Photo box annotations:
____
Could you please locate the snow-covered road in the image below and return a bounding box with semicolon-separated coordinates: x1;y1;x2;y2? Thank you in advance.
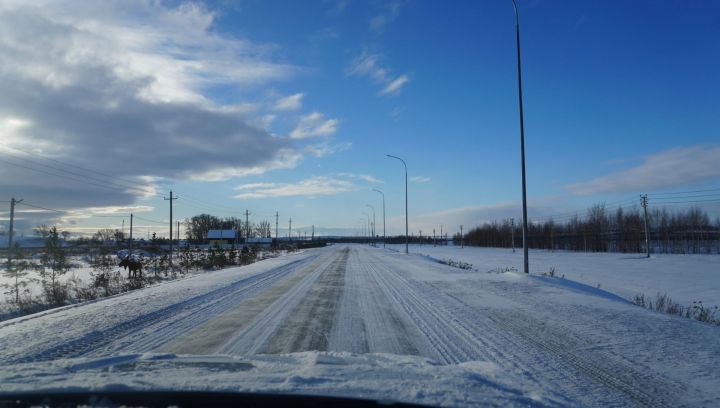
0;245;720;406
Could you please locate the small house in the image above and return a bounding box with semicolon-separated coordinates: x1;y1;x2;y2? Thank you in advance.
208;230;236;246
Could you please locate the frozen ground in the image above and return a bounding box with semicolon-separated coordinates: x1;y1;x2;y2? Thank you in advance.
0;251;284;304
388;245;720;306
0;245;720;407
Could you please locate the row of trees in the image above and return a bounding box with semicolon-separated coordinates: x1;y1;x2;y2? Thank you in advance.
185;214;272;242
454;204;720;254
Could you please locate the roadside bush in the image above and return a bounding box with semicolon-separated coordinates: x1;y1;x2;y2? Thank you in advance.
632;293;720;325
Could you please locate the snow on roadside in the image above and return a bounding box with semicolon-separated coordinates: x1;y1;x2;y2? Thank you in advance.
388;245;720;307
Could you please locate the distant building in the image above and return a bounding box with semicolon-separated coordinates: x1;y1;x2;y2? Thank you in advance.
208;230;236;245
247;238;272;247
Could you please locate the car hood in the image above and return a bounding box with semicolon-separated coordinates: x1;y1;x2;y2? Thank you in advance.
0;352;563;406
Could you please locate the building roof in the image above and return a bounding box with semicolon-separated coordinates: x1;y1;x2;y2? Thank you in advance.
208;230;235;239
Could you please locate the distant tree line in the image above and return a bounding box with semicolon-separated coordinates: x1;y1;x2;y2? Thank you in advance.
453;204;720;254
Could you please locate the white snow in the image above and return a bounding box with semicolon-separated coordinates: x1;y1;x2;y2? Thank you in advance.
0;245;720;406
0;352;558;407
388;245;720;306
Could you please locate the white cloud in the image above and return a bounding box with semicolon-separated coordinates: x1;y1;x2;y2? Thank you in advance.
345;52;410;96
410;176;430;183
337;173;385;184
388;201;562;235
0;0;308;218
379;75;410;95
235;176;355;200
565;146;720;195
273;93;304;111
303;142;352;157
290;112;339;139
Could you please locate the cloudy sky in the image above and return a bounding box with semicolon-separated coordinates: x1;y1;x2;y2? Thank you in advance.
0;0;720;235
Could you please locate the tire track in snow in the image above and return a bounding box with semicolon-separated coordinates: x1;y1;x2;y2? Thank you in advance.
263;248;350;354
0;255;318;364
217;247;346;355
368;247;680;407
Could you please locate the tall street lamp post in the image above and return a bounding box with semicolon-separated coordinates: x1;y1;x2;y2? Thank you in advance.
373;188;387;248
387;154;410;254
512;0;530;273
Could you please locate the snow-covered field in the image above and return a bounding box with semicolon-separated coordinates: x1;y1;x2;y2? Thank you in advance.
0;251;284;308
390;245;720;306
0;245;720;407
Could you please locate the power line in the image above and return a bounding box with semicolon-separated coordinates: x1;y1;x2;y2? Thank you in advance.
648;188;720;196
2;146;155;193
18;201;70;213
135;215;165;224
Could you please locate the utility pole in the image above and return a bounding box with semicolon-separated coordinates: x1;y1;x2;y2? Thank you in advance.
640;194;650;258
164;190;178;266
510;218;515;253
512;0;530;273
8;197;23;268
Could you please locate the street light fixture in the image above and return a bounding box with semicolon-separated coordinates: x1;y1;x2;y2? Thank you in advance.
365;204;375;245
512;0;530;273
387;154;410;254
363;211;370;244
372;188;387;248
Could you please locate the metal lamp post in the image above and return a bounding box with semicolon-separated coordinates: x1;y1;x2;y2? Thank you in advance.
512;0;530;273
365;204;376;245
363;211;371;244
387;154;410;254
372;188;386;248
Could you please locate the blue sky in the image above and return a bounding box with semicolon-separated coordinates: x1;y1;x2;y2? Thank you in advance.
0;0;720;237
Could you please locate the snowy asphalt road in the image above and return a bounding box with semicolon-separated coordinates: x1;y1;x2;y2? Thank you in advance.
0;245;720;407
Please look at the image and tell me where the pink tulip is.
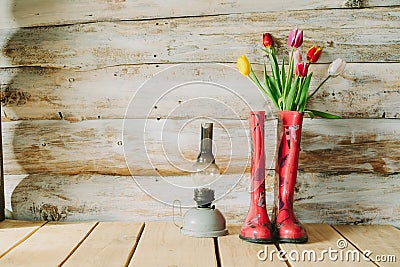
____
Exercise instructions: Report how many lines of the material above contain the word "blue". Give only the number.

The completed task: 1